### What is expected
Print the data below from the line containing "of the shrub." through the end of the data, including both ends. Leave any picture out of your answer.

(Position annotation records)
'''

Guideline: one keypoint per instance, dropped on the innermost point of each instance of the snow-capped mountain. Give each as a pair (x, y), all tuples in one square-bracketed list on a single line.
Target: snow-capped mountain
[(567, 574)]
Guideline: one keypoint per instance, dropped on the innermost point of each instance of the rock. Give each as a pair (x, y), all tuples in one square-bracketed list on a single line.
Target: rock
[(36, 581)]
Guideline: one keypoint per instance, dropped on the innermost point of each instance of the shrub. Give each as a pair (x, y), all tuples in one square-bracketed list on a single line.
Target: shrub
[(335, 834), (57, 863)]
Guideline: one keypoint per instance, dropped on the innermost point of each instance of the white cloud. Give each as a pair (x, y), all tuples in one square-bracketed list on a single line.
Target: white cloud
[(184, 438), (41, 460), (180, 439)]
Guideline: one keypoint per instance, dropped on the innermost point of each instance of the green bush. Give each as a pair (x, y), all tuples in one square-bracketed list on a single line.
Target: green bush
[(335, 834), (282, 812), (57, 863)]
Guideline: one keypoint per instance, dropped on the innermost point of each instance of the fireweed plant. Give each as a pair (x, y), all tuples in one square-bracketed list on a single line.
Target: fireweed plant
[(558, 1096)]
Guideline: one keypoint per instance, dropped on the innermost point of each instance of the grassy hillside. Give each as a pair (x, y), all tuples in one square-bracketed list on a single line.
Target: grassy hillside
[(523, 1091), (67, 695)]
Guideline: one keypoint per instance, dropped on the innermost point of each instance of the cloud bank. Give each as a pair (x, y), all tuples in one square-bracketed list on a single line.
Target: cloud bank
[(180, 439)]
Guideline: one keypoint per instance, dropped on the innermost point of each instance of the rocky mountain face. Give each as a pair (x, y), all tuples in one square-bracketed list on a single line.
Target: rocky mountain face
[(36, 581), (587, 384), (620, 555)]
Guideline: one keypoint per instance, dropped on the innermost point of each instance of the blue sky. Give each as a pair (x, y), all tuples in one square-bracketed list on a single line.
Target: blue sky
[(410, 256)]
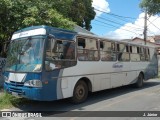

'''

### Full output
Guideline: one keypoint per instance, dropped on the innermost point of each instance of the shrub. Give each as a pair (x, y), all tuples in one square-bracketed list on a single line.
Target: shrub
[(335, 834), (57, 863)]
Guideline: one keypoint per instance, dropped on the innermost point of each instance of the white cloud. Give each as a pair (x, y), all tuples in one square-bracketed list on a single line.
Target: white cloud
[(184, 438), (41, 460), (180, 439)]
Guideline: one keypoint per instance, dropped on the innermost point of each instance of the green bush. Give each as a pair (x, y), all tuples in one square-bracketed list on a single line.
Target: green bush
[(335, 834), (282, 812), (57, 863)]
Guideline: one keypoint per instance, dropped on the innermost point of each instance of the fireweed plant. Give each as a pair (x, y), all tuples in one square-bracketed list on a single line.
Target: fireweed plant
[(558, 1096)]
Guideline: one keypoint per instance, dropped on the innermost point of each instance of the grassy hillside. Give each as a pair (x, y), all tuples in one square-bracketed list on a single line.
Target: grassy hillside
[(523, 1091), (67, 695)]
Guideline: one keypoint per instance, dropped on the innermost point of each instance of the cloud bank. Give each as a pair (x, y), all tuples in one square-bracketed list on a single line.
Target: cloud bank
[(180, 439)]
Guideline: one keypoint per instance, dropped on the innermost point of each instance of the rocky mountain face. Give each as a pair (x, y), all tuples in one square-bracketed list on a single line.
Target: rocky mountain face
[(36, 581), (587, 384), (620, 555)]
Guideline: one keypoint per instance, dropped on the innermost point of each instance of the blue sky. Give each as a pair (x, y), all tuples in one square-bracketed list on a single line.
Target: blue sky
[(410, 256)]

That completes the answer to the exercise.